WRITTEN INSTRUCTION —
Copy the records below, substituting "one point for each instance" for every occurrence of "a point per instance", with no other changes.

(Part of a data file)
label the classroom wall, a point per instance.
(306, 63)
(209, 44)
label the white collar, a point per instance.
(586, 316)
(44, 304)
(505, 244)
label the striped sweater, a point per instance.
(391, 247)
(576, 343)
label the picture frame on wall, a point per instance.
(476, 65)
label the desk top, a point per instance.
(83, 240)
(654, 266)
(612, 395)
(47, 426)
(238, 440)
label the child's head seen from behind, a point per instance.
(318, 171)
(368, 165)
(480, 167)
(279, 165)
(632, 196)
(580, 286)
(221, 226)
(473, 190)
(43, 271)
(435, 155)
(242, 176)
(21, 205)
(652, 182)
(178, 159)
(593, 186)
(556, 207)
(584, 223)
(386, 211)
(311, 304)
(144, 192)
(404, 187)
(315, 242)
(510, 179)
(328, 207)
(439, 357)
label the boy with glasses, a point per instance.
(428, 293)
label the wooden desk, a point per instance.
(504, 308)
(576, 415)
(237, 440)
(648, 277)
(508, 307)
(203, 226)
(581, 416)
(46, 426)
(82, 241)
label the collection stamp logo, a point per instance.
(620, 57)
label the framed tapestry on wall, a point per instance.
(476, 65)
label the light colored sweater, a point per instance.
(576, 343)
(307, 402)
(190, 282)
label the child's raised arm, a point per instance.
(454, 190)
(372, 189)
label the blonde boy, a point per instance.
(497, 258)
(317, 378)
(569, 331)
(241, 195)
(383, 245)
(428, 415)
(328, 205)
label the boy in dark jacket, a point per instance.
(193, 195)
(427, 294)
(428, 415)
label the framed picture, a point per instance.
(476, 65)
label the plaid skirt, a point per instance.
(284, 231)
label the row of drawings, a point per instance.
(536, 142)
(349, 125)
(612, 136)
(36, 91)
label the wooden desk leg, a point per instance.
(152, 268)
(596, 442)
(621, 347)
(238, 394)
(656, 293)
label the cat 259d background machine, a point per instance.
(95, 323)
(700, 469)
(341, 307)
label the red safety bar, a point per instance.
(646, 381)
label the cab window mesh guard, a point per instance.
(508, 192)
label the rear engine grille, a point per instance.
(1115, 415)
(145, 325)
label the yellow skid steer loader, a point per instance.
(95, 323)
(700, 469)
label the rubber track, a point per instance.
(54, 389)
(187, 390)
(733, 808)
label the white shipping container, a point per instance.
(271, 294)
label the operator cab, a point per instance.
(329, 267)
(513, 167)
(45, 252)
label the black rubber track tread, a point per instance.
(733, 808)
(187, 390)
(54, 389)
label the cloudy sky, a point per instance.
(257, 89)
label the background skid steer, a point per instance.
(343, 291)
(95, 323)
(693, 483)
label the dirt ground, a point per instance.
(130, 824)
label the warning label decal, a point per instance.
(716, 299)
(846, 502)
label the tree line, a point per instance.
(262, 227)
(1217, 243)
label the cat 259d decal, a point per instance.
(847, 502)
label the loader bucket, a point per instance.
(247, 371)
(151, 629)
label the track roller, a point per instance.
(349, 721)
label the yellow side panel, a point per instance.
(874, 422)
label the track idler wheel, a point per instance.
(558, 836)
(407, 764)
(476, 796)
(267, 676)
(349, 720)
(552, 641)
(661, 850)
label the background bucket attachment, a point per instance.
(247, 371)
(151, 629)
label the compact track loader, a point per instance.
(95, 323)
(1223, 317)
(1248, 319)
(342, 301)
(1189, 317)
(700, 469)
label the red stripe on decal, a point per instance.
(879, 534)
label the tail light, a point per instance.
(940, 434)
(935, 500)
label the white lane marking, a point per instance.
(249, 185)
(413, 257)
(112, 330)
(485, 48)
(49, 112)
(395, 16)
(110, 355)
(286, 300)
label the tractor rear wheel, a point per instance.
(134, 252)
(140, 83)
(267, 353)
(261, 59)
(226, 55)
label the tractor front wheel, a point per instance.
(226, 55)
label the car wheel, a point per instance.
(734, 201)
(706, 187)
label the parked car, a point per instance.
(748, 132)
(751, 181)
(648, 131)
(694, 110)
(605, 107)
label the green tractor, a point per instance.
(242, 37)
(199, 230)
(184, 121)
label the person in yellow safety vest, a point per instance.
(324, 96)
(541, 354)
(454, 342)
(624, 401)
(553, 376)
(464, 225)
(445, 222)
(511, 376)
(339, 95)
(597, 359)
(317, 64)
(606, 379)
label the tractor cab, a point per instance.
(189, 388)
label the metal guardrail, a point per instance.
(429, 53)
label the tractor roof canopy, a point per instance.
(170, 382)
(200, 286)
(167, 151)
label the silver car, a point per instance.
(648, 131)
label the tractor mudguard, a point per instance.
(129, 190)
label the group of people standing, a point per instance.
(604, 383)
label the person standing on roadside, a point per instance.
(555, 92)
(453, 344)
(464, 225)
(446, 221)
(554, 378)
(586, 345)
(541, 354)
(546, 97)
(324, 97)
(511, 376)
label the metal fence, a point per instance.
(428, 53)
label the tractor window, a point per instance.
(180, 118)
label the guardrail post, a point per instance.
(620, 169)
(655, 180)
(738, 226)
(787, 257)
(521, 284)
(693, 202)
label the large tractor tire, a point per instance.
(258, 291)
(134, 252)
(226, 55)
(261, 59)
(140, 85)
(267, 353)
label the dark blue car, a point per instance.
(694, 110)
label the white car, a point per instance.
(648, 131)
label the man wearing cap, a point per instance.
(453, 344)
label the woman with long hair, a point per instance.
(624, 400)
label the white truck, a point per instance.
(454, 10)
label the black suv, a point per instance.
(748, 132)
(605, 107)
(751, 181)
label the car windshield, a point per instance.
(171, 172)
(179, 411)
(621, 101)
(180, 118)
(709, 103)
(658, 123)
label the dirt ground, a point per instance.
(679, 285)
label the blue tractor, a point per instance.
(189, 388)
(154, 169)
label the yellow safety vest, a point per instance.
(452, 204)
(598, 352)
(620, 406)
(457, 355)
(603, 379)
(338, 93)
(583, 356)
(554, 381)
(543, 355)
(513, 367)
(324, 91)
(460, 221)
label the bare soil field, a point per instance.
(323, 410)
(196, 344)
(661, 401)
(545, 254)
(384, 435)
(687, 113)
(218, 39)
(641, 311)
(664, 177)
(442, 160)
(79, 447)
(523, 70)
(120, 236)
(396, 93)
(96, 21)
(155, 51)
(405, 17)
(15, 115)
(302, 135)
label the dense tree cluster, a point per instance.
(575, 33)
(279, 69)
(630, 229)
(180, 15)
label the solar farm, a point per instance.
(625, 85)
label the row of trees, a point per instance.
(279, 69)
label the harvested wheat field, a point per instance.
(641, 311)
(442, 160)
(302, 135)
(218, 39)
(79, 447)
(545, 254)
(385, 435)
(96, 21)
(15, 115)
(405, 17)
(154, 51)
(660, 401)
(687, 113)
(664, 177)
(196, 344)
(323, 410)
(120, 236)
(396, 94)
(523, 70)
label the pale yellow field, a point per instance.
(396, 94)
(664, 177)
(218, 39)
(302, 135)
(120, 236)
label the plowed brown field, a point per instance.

COMPLETE OUTPUT —
label the classroom wall, one point for each instance.
(306, 63)
(209, 44)
label the white collar, one point for each instance.
(586, 316)
(44, 304)
(505, 244)
label the striped sweater, one point for each instance.
(391, 247)
(576, 343)
label the picture frame on wall, one point for each instance.
(476, 65)
label the desk top, one point for each instance.
(83, 240)
(654, 266)
(612, 395)
(47, 426)
(238, 440)
label the child's head seen from behind, one point for each instance.
(318, 171)
(368, 165)
(480, 167)
(279, 165)
(632, 196)
(580, 286)
(221, 226)
(473, 190)
(43, 271)
(435, 155)
(242, 176)
(21, 205)
(652, 182)
(178, 159)
(593, 186)
(556, 207)
(584, 223)
(386, 211)
(311, 304)
(144, 192)
(404, 187)
(315, 242)
(510, 179)
(328, 207)
(439, 357)
label the boy with glasses, one point for each instance.
(428, 293)
label the wooden desk, one point for each instance.
(504, 308)
(576, 415)
(237, 440)
(648, 277)
(508, 307)
(203, 226)
(581, 416)
(46, 426)
(82, 241)
label the collection stamp logo, one point for each instance.
(620, 57)
label the framed tapestry on wall, one point for each instance.
(476, 65)
label the light colored sweater, one point for each instance.
(576, 343)
(307, 402)
(190, 282)
label the child's raised arm, one point for each instance.
(454, 190)
(372, 189)
label the blonde boy, one point for each instance.
(497, 258)
(317, 378)
(569, 331)
(241, 195)
(383, 245)
(428, 415)
(328, 205)
label the boy in dark jacket, one point for each instance.
(193, 195)
(427, 294)
(428, 415)
label the framed picture, one point for each instance.
(476, 65)
label the plaid skirt, one point for each instance.
(284, 231)
label the row of drawings, one point for each instance.
(536, 142)
(349, 125)
(612, 136)
(36, 91)
label the wooden desk leg, one point for each instance.
(152, 268)
(596, 442)
(621, 347)
(238, 394)
(656, 293)
label the cat 259d background machine, one point for each instance.
(95, 323)
(700, 469)
(341, 307)
label the red safety bar, one point for each instance.
(646, 381)
label the cab window mesh guard, one point for each instance.
(508, 192)
label the rear engine grille, one point for each instance.
(1115, 415)
(145, 325)
label the yellow skid steer loader, one point for each instance.
(95, 323)
(700, 469)
label the rubber track, one point for each instance.
(54, 389)
(187, 390)
(733, 808)
label the white shipping container, one point for each instance.
(271, 294)
label the operator cab, one point for each instance.
(329, 267)
(513, 167)
(45, 252)
label the black rubber track tread, one point for each instance.
(733, 808)
(187, 390)
(54, 389)
label the cloudy sky, one point for each instance.
(257, 89)
label the background skid steer, one point for each instance.
(343, 291)
(95, 323)
(693, 483)
label the dirt ground, one point for each instance.
(130, 824)
label the warning label decal, one point for each instance.
(716, 299)
(846, 502)
label the tree line, one point for each instance.
(262, 227)
(1217, 243)
label the cat 259d decal, one point for each instance.
(847, 502)
label the loader bucket, one point for each instance.
(247, 371)
(151, 629)
label the track roller, one point for each instance.
(349, 721)
label the yellow side panel, one point for each instance.
(874, 422)
label the track idler wheel, one point for each instance.
(558, 836)
(407, 764)
(476, 796)
(267, 676)
(349, 720)
(552, 641)
(661, 850)
label the background bucket attachment, one point for each instance.
(247, 371)
(151, 629)
label the compact track loader, one point for each instance.
(95, 323)
(1223, 317)
(1248, 319)
(342, 301)
(1189, 317)
(700, 469)
label the red stripe on decal, one point for each instance.
(879, 534)
label the tail light, one point for each instance.
(940, 434)
(935, 500)
label the white lane marking, one point for each instance.
(249, 185)
(413, 257)
(112, 330)
(485, 48)
(49, 112)
(395, 16)
(110, 355)
(286, 300)
label the tractor rear wheel, one point for each instance.
(134, 252)
(140, 83)
(267, 353)
(261, 59)
(226, 55)
label the tractor front wheel, one point for each instance.
(226, 55)
label the car wheel, one point for each instance.
(734, 201)
(706, 187)
label the parked car, one point for each instance.
(748, 132)
(751, 181)
(648, 131)
(694, 110)
(605, 107)
label the green tractor, one point for each instance.
(242, 37)
(199, 230)
(184, 121)
label the person in yellow safety vest, one point for each instance.
(324, 96)
(541, 354)
(454, 342)
(624, 401)
(553, 376)
(464, 225)
(445, 222)
(511, 376)
(339, 95)
(597, 359)
(317, 64)
(606, 379)
label the tractor cab, one point for each instance.
(189, 388)
label the metal guardrail, one point for each instance.
(429, 53)
label the tractor roof canopy, one point for each instance.
(170, 382)
(200, 286)
(167, 151)
label the silver car, one point for each instance.
(648, 131)
label the tractor mudguard, one point for each instance.
(129, 190)
label the group of people standing, one point for each instance.
(604, 383)
label the person standing on roadside, one point for each instance.
(555, 92)
(453, 344)
(464, 225)
(446, 221)
(554, 378)
(586, 345)
(541, 354)
(546, 97)
(324, 97)
(511, 376)
label the metal fence, one point for each instance.
(428, 53)
label the tractor window, one point for each instance.
(180, 118)
label the guardrail post, one point for each instance.
(620, 169)
(655, 180)
(738, 226)
(787, 257)
(521, 284)
(693, 202)
label the large tractor tire, one point for each instance.
(258, 291)
(134, 252)
(226, 55)
(261, 59)
(140, 85)
(267, 353)
label the dark blue car, one point for each instance.
(694, 110)
label the white car, one point for each instance.
(648, 131)
label the man wearing cap, one point for each instance.
(453, 344)
label the woman with long hair, one point for each instance.
(624, 400)
label the white truck, one point for each instance.
(454, 10)
label the black suv, one point for each instance.
(748, 132)
(605, 107)
(751, 181)
label the car windshield, one point for each instance.
(171, 172)
(179, 411)
(621, 101)
(180, 118)
(709, 103)
(658, 123)
label the dirt ground, one point for each instance.
(679, 285)
label the blue tractor, one point for each instance.
(189, 388)
(154, 169)
label the yellow safety vest, one point for each instance.
(452, 204)
(598, 352)
(620, 406)
(457, 355)
(603, 379)
(338, 93)
(583, 356)
(554, 381)
(543, 355)
(513, 367)
(324, 91)
(460, 221)
label the bare soil field, one point for each instance.
(323, 410)
(196, 344)
(661, 401)
(545, 254)
(384, 435)
(687, 113)
(218, 39)
(641, 311)
(664, 177)
(442, 160)
(79, 447)
(523, 70)
(120, 236)
(396, 93)
(96, 21)
(155, 51)
(405, 17)
(15, 115)
(302, 135)
label the dense tree cluster, one point for each instance.
(575, 33)
(279, 69)
(630, 229)
(180, 15)
label the solar farm, one point for each instance.
(625, 85)
label the row of trees, one point for each instance.
(279, 69)
label the harvested wheat field, one point for each instance.
(641, 311)
(442, 160)
(302, 135)
(218, 39)
(79, 447)
(545, 254)
(385, 435)
(96, 21)
(15, 115)
(405, 17)
(154, 51)
(660, 401)
(687, 113)
(664, 177)
(196, 344)
(323, 410)
(120, 236)
(396, 94)
(523, 70)
label the pale yellow field, one point for each instance.
(396, 94)
(664, 177)
(218, 39)
(302, 135)
(120, 236)
label the plowed brown field, one point for each instance.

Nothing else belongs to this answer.